**What you are asked to do**
Lines from the records below that contain the word "beak" are to be copied out.

**Provided information**
++++++++++

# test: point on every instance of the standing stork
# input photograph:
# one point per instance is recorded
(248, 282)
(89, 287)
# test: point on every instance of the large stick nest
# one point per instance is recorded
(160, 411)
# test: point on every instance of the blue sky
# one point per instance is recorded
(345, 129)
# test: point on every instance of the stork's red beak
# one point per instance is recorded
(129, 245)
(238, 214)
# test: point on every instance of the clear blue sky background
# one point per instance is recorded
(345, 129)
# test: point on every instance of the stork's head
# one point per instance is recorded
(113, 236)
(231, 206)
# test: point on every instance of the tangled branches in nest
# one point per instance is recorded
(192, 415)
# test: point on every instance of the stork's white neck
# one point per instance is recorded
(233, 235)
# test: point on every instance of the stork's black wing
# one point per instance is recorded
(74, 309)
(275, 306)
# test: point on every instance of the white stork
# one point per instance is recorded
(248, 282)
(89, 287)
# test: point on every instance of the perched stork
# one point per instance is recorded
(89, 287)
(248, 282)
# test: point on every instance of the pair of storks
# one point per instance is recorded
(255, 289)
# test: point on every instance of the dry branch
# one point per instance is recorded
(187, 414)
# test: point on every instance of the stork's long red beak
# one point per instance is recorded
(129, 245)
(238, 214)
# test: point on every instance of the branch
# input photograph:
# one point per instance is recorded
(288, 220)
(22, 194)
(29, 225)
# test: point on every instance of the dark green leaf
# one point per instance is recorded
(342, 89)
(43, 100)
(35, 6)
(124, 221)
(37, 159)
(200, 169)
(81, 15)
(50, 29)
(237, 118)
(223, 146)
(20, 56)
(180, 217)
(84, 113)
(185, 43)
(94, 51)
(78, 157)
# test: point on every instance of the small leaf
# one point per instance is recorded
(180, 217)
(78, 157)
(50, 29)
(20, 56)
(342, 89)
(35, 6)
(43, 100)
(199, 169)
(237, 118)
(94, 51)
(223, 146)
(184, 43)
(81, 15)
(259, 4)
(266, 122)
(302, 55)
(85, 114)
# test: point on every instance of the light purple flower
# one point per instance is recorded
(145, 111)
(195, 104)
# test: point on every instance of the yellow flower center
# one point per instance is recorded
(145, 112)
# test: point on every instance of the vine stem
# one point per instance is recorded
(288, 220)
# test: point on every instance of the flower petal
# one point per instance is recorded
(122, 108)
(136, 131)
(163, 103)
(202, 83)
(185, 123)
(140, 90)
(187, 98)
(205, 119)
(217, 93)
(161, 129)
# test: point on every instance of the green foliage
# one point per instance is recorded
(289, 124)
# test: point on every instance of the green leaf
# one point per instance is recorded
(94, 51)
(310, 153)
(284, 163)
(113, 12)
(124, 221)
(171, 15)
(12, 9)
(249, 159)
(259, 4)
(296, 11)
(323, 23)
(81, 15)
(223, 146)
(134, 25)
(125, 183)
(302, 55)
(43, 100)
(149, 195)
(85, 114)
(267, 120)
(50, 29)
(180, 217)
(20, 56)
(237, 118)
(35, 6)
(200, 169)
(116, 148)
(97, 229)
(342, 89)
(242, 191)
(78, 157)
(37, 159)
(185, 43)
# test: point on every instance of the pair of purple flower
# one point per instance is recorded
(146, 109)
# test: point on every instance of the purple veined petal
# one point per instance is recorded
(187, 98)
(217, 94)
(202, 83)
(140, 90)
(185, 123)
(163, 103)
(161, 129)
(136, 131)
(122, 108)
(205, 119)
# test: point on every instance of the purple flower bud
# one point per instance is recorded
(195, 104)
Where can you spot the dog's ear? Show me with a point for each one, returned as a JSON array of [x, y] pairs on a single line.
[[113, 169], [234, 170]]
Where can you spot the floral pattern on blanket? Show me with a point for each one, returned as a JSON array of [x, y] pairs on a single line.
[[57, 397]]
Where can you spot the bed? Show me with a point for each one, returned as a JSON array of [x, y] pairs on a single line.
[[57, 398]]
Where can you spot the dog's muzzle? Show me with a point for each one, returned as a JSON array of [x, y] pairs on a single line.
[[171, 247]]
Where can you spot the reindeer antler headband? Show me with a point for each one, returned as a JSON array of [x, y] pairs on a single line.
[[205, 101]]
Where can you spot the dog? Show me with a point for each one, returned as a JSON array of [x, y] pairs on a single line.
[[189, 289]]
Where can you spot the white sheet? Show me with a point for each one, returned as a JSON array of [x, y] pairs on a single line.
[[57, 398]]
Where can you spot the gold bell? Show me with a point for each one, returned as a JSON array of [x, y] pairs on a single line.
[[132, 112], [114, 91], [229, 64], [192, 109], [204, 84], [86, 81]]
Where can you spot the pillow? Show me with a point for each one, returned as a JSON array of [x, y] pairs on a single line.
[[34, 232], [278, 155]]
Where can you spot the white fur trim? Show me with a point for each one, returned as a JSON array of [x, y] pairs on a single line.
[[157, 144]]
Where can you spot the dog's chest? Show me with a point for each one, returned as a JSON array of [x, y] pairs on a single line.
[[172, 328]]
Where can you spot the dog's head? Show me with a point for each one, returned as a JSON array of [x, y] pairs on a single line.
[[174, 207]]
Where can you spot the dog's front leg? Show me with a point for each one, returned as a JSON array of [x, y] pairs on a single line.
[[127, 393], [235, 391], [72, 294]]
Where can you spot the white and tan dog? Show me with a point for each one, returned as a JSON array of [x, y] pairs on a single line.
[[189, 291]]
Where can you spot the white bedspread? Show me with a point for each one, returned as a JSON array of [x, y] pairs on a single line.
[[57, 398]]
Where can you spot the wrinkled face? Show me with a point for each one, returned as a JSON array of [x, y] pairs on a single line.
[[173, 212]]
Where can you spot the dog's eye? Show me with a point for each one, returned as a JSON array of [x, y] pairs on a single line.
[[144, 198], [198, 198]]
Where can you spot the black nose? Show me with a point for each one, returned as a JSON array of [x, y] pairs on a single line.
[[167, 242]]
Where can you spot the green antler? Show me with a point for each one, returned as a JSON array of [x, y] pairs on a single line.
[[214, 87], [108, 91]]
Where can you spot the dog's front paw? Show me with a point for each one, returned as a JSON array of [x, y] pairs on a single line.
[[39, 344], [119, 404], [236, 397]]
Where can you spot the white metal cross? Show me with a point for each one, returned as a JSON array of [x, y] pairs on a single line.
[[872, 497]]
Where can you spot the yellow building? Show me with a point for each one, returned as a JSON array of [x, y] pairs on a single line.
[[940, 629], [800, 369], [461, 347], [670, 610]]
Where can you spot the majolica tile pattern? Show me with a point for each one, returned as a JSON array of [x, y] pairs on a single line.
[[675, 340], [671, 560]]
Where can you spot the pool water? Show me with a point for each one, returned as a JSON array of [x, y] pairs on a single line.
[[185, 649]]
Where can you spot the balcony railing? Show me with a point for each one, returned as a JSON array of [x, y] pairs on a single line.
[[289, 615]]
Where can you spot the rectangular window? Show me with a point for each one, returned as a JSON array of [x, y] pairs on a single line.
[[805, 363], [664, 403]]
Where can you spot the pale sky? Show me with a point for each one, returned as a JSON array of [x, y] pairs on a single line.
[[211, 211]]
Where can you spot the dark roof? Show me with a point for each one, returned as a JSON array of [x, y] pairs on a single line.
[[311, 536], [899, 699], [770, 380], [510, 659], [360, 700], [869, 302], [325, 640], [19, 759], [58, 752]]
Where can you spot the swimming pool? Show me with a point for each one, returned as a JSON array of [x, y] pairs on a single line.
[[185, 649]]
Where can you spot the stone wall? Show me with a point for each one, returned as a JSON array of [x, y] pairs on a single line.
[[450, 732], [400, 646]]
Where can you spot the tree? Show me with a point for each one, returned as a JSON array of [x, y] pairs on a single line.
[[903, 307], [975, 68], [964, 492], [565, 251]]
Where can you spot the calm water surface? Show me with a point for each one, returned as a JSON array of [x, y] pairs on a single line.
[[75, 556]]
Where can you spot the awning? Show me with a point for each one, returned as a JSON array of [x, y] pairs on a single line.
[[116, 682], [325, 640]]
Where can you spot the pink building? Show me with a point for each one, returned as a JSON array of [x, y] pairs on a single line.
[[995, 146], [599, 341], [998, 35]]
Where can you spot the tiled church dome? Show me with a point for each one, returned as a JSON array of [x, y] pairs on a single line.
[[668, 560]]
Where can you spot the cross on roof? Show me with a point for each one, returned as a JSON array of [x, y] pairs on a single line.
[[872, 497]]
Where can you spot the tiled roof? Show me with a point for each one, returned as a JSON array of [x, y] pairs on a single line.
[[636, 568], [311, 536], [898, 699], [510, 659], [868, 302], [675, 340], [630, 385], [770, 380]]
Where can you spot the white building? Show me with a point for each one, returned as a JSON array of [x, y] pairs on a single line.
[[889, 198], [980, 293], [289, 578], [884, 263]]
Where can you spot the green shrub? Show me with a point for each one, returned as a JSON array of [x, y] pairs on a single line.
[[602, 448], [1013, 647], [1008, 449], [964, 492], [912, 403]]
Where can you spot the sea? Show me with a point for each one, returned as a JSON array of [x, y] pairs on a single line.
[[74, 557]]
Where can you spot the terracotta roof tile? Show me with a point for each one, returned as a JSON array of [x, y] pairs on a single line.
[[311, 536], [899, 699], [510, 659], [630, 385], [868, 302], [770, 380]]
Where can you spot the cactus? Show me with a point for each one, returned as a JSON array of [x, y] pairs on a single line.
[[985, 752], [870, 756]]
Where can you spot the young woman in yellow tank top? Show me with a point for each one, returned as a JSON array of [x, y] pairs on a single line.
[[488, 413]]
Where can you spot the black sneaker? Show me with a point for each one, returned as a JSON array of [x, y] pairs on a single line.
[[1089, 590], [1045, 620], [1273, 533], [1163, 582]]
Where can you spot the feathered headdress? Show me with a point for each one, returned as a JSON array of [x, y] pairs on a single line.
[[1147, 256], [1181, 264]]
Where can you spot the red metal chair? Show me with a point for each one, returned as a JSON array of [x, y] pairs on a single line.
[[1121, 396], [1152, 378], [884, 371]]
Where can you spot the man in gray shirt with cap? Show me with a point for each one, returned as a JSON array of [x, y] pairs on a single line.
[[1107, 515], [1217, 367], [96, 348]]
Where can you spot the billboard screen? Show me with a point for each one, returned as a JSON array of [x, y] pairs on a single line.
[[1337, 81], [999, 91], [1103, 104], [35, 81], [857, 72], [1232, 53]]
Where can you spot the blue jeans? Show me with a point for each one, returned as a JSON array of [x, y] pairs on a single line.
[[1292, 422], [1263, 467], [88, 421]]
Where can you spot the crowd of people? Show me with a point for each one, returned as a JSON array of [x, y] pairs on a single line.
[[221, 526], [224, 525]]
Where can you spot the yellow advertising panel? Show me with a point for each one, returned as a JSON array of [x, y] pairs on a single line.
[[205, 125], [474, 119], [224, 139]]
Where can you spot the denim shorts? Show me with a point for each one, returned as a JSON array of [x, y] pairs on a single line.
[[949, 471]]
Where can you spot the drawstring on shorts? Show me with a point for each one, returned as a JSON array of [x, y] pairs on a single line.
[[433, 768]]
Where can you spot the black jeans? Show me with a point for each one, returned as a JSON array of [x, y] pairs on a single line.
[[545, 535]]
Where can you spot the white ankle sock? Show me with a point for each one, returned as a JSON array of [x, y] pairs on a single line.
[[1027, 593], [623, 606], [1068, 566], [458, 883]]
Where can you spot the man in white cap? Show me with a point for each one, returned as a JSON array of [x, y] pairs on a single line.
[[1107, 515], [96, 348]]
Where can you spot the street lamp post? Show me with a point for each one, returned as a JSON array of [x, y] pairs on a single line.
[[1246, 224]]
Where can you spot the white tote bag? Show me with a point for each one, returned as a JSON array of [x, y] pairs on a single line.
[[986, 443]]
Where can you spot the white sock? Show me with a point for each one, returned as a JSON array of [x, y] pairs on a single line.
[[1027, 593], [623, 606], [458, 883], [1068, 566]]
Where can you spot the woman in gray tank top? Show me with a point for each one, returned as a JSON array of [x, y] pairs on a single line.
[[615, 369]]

++++++++++

**Response to this exercise**
# test: point on every instance of the stork's red beak
# test: point on every instance of the stork's long red beak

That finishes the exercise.